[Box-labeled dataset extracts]
** BEGIN **
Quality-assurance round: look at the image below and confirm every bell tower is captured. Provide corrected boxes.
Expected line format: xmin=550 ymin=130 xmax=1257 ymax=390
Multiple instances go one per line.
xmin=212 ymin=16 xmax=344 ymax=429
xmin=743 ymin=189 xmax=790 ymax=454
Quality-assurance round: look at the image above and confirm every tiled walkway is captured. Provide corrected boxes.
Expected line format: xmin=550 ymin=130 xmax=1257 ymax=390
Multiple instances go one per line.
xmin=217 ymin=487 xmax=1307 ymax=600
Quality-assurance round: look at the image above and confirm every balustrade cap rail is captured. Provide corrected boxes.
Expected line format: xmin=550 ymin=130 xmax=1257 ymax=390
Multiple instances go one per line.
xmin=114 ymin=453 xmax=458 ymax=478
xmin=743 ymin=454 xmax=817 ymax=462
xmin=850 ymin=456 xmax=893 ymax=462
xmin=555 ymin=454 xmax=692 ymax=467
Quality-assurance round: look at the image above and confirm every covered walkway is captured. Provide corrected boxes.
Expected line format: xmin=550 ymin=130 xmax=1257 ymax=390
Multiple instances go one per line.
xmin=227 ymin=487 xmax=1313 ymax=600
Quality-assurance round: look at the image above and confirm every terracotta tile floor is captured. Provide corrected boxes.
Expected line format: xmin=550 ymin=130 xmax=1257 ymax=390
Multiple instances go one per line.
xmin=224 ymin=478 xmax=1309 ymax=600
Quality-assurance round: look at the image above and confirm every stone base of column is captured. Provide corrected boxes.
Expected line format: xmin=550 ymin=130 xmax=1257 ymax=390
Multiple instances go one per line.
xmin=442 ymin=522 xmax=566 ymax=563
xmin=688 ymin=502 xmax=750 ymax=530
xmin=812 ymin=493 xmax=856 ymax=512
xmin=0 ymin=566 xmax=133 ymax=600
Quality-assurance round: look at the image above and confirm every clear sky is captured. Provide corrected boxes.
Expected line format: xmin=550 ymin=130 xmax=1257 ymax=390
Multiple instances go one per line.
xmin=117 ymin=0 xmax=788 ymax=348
** END **
### [Direction]
In the listing above, find the line containing "tiled walkway is captured. Provide corrected boxes.", then reproduce it and each line after it through the end, exactly and with nothing added.

### [Right answer]
Quality-assurance round: look at the image above and confirm every tiled walkway is captured. Provide corrected boxes.
Expected line format: xmin=550 ymin=130 xmax=1257 ymax=390
Multiple instances go one per line.
xmin=217 ymin=487 xmax=1307 ymax=600
Quality-assurance round: look at the image above and confirm every balustrade cap rail is captured. Provide corrected boxes.
Expected line format: xmin=550 ymin=130 xmax=1257 ymax=390
Multiple instances go one per line.
xmin=114 ymin=453 xmax=458 ymax=478
xmin=743 ymin=454 xmax=817 ymax=462
xmin=850 ymin=456 xmax=893 ymax=462
xmin=555 ymin=454 xmax=692 ymax=467
Quality-assurance round: look at the image above and confirm every covered walkway is captured. Provide corrected boxes.
Expected line format: xmin=550 ymin=130 xmax=1257 ymax=390
Multiple instances go one per line.
xmin=227 ymin=487 xmax=1313 ymax=600
Quality-assurance round: look at the image above and confirm every terracotta tile floor is captured. Provide corrected boxes.
Expected line format: xmin=550 ymin=130 xmax=1257 ymax=390
Multiple instances go one per line.
xmin=224 ymin=478 xmax=1309 ymax=600
Quality-assurance round: look at the image above and confirm every stone base of column is captured. Provide corrected boxes.
Expected line format: xmin=550 ymin=130 xmax=1257 ymax=390
Multiple instances go one per line.
xmin=442 ymin=522 xmax=566 ymax=563
xmin=688 ymin=502 xmax=750 ymax=530
xmin=812 ymin=493 xmax=856 ymax=512
xmin=0 ymin=566 xmax=133 ymax=600
Quality-assurance round: look at the image above and confirm every clear sky is captured. Provide corrected boxes.
Expected line format: xmin=550 ymin=130 xmax=1257 ymax=390
Multiple instances go one per line.
xmin=117 ymin=0 xmax=788 ymax=348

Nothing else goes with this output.